**Aufgabenstellung a**
Extrahiere aus den Datensätzen jede Zeile, in der die Zeichenfolge „rugby“ vorkommt.

**Vorliegender Textauszug**
'''

Nicht nur in England
Kurz, das Allmend-System ermöglichte, auf ziemlich geniale Weise, in grösserem Massstab zu wirtschaften – auch für die Kleinbauern – insbesondere durch den Einsatz grosser Gespanne zum Pflügen. Die Kehrseite war ein gewisser Verlust an Freiheit (oder «Wahlfreiheit», wie man heute sagen würde). Aber das liegt in der Natur solcher Wirtschaftsformen, in denen es Verteilungsgerechtigkeit gibt. Und wenn es letztere nicht gibt, haben manche Menschen überhaupt keine Wahl. Das Open Field System bot den Bäuerinnen und Bauern vermutlich mehr Eigenständigkeit als ein Latifundium in der Neuen Welt oder eine Kolchose in der Sozialistischen. Die Ironie des Schicksals lag darin, dass mit dem Einsatz grosser Landmaschinen diejenigen, die offene Felder eingezäunt hatten, nun gezwungen waren, ihre Hecken wieder auszureissen. (…)
Das Open Field System brach jedoch nicht aufgrund des Bevölkerungswachstums zusammen, sondern entfaltete sich noch bis ins ausgehende Mittelalter und mag, ganz im Gegenteil, sogar eine Antwort auf den zunehmenden demographischen Druck gewesen sein. (…) Wenn es viel brach liegendes Land gab, konnte man sich seine Parzelle zur privaten Nutzung abstecken. Aber wenn wenig Land zur Verfügung stand oder z. B. ein Anwesen unter zwei oder drei Erben aufgeteilt werden musste, dann wurde die Ackerfläche in Langstreifen geteilt und, wie beschrieben, gemeinsam bewirtschaftet.
Open Fields waren nicht an bestimmte soziale Strukturen oder Bodenbesitzverhältnisse gebunden. In England entwickelten sie sich unter sächsischer Hoheit und bestanden unter dem normannischen Regime weiter, in welchem Leibeigenschaft herrschte. Nach der Schwarzen Pest machte die Leibeigenschaft dem Lehenswesen Platz, in welchem der Feudalherr den Bauern das Land gegen Frondienste und einen Teil der Ernte abtrat. Mit der aufkommenden Geldwirtschaft wurde das Lehenswesen seinerseits von der Erbpacht abgelöst. Aber keine dieser Veränderungen schien die Leistungsfähigkeit des Open Field Systems zu beeinträchtigen. Andererseits waren offene Felder in den keltischen Gebieten und den eher hügeligen und bewaldeten Regionen weit weniger verbreitet und die Einzäunung privater Parzellen wurde früher (und wahrscheinlich auch gerechter) durchgeführt, als in den fruchtbaren Grafschaften Mittelenglands.

'''

**Bereitgestellte Datensätze**
'''

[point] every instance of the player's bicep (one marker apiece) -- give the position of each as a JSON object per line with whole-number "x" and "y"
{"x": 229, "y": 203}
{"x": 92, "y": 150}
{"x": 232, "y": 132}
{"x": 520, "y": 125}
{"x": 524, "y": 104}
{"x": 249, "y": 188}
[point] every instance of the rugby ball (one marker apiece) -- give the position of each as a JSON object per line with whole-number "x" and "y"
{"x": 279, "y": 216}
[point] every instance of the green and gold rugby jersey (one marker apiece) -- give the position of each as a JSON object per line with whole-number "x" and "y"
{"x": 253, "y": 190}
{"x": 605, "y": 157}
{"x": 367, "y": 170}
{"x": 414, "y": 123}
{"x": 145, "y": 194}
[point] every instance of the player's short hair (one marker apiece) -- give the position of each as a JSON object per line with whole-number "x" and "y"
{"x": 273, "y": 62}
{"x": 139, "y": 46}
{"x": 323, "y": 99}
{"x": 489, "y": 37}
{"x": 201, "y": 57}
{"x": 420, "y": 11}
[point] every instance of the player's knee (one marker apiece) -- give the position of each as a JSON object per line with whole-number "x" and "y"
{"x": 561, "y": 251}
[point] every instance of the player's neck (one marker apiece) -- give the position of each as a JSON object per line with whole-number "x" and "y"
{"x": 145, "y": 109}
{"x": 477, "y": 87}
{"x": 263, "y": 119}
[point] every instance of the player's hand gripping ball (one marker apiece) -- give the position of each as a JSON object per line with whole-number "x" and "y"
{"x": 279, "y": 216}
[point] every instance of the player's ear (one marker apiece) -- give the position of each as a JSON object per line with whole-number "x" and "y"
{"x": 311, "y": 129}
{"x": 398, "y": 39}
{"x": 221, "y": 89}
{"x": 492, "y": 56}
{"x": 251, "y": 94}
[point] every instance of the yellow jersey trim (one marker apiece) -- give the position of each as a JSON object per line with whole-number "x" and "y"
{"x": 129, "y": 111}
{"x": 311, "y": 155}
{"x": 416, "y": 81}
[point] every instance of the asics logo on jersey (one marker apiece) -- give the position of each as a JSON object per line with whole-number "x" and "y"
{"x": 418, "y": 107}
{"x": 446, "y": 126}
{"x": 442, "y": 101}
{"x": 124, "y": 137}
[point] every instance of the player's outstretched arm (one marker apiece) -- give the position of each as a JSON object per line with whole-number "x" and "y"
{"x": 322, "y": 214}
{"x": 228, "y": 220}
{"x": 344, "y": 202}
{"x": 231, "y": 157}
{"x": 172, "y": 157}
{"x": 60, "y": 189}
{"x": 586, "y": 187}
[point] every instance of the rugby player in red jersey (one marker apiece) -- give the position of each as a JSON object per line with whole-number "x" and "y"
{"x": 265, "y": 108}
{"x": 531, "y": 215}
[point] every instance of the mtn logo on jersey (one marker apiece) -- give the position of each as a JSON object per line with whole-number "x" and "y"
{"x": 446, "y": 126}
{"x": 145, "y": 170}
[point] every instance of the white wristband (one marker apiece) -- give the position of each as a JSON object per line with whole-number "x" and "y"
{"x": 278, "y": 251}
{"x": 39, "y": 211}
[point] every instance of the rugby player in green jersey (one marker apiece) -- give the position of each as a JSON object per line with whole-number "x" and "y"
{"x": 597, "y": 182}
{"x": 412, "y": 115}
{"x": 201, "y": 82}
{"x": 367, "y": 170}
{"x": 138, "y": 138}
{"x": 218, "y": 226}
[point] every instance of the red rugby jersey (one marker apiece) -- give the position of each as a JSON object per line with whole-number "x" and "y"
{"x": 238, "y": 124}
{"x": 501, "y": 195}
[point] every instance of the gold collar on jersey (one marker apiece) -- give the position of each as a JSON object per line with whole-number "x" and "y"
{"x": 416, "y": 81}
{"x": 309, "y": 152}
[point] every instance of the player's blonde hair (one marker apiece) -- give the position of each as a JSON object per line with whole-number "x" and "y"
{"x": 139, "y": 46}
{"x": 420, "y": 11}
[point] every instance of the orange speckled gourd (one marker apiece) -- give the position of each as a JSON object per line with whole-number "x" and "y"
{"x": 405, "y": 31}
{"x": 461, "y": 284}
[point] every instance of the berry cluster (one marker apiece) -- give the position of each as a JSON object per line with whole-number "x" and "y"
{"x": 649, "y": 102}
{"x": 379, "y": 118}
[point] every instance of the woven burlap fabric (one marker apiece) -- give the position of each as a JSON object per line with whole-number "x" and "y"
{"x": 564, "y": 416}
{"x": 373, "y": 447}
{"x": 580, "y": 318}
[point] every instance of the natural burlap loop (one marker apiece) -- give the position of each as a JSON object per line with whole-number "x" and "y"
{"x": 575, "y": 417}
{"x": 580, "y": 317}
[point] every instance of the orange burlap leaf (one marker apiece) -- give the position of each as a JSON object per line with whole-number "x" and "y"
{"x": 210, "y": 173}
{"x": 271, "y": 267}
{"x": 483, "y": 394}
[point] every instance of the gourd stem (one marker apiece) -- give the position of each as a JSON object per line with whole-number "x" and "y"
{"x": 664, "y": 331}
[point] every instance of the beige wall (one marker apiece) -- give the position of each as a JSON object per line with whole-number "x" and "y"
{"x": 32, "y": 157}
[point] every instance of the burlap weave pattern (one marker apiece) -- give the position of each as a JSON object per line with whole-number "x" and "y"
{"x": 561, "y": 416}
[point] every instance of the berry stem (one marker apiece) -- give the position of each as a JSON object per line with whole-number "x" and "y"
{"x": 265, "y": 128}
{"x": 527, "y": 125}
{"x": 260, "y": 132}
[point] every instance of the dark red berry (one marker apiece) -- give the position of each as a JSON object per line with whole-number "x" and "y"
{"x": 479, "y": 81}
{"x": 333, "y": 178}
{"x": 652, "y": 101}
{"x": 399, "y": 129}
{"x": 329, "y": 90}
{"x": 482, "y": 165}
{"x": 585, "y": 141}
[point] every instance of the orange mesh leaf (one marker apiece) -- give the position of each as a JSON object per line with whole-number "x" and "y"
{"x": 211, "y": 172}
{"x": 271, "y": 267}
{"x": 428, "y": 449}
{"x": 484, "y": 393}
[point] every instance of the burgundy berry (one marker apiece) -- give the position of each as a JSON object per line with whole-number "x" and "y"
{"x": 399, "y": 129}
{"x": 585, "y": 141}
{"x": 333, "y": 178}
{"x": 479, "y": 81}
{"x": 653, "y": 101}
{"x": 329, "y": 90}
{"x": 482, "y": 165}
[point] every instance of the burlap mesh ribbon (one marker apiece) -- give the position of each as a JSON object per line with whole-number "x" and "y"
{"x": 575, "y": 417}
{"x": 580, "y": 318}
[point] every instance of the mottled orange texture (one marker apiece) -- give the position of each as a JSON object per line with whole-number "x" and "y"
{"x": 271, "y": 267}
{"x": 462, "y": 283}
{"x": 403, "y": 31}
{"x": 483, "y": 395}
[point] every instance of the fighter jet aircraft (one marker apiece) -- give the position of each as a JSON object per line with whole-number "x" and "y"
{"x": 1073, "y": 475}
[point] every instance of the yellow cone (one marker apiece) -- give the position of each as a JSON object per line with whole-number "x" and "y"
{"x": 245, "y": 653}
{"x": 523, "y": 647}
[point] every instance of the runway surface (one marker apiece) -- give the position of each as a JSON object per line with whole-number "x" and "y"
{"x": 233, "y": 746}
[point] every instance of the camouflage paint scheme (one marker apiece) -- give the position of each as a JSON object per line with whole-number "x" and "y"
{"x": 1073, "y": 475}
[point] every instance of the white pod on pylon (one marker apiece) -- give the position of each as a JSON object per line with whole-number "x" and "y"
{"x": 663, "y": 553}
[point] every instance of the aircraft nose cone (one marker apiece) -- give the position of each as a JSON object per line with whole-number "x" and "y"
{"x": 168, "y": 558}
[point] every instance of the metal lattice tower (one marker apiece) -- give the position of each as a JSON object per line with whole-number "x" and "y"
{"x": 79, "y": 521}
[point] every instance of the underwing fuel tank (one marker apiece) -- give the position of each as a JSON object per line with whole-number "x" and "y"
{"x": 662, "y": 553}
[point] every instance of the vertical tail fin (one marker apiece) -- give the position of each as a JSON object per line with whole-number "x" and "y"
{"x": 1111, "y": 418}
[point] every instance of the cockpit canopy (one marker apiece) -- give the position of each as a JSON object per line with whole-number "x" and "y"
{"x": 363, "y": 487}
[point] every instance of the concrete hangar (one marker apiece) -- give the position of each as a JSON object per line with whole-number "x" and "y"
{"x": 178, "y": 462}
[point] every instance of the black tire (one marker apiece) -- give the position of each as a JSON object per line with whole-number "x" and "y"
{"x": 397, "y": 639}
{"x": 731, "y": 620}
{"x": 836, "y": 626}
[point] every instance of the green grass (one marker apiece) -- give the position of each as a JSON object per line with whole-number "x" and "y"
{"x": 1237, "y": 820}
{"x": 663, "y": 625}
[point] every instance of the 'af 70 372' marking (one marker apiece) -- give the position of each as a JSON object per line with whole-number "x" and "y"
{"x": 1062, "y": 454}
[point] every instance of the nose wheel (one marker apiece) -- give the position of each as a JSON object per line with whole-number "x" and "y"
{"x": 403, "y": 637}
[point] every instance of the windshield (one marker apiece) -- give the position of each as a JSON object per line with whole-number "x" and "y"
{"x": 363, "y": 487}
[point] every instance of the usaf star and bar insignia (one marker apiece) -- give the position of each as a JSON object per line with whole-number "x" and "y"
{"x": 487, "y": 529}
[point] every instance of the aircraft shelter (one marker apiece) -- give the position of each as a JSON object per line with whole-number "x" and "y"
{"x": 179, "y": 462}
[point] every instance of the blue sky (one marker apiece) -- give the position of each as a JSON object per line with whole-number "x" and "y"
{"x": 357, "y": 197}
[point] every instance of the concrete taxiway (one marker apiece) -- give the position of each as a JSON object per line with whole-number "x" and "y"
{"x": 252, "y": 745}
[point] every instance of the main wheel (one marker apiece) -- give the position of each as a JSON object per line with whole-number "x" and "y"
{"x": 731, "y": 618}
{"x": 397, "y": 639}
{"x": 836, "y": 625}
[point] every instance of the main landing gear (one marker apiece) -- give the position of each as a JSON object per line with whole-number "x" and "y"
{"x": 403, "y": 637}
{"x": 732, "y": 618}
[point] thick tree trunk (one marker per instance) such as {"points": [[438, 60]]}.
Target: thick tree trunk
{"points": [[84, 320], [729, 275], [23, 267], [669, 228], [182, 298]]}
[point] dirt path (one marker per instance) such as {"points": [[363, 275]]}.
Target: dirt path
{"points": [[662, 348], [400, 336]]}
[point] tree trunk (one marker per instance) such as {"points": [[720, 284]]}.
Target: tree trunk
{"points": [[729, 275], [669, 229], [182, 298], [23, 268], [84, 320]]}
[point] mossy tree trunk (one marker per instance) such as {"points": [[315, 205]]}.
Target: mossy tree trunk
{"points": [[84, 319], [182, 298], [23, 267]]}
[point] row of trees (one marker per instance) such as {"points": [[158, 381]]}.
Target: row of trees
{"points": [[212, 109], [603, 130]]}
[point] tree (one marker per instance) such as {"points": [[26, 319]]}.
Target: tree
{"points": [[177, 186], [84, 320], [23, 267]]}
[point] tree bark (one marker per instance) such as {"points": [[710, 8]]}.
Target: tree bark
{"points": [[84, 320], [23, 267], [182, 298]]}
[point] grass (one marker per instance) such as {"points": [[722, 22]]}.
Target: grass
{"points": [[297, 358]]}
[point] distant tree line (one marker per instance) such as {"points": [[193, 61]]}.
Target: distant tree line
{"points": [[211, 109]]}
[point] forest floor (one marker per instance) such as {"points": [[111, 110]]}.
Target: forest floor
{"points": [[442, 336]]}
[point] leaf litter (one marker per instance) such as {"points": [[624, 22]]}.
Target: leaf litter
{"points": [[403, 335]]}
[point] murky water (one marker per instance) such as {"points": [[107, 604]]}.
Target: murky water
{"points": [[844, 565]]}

'''

**Aufgabenstellung b**
Welche Ordnungen des Landbesitzes lösten laut dem Textauszug über das Open Field System in England einander ab? Gib sie in der genannten Reihenfolge an.

**Lösung a**
[point] every instance of the rugby ball (one marker apiece) -- give the position of each as a JSON object per line with whole-number "x" and "y"
[point] every instance of the green and gold rugby jersey (one marker apiece) -- give the position of each as a JSON object per line with whole-number "x" and "y"
[point] every instance of the rugby player in red jersey (one marker apiece) -- give the position of each as a JSON object per line with whole-number "x" and "y"
[point] every instance of the rugby player in green jersey (one marker apiece) -- give the position of each as a JSON object per line with whole-number "x" and "y"
[point] every instance of the red rugby jersey (one marker apiece) -- give the position of each as a JSON object per line with whole-number "x" and "y"

**Lösung b**
1. Leibeigenschaft (unter dem normannischen Regime)
2. Lehenswesen (nach der Schwarzen Pest)
3. Erbpacht (mit der aufkommenden Geldwirtschaft)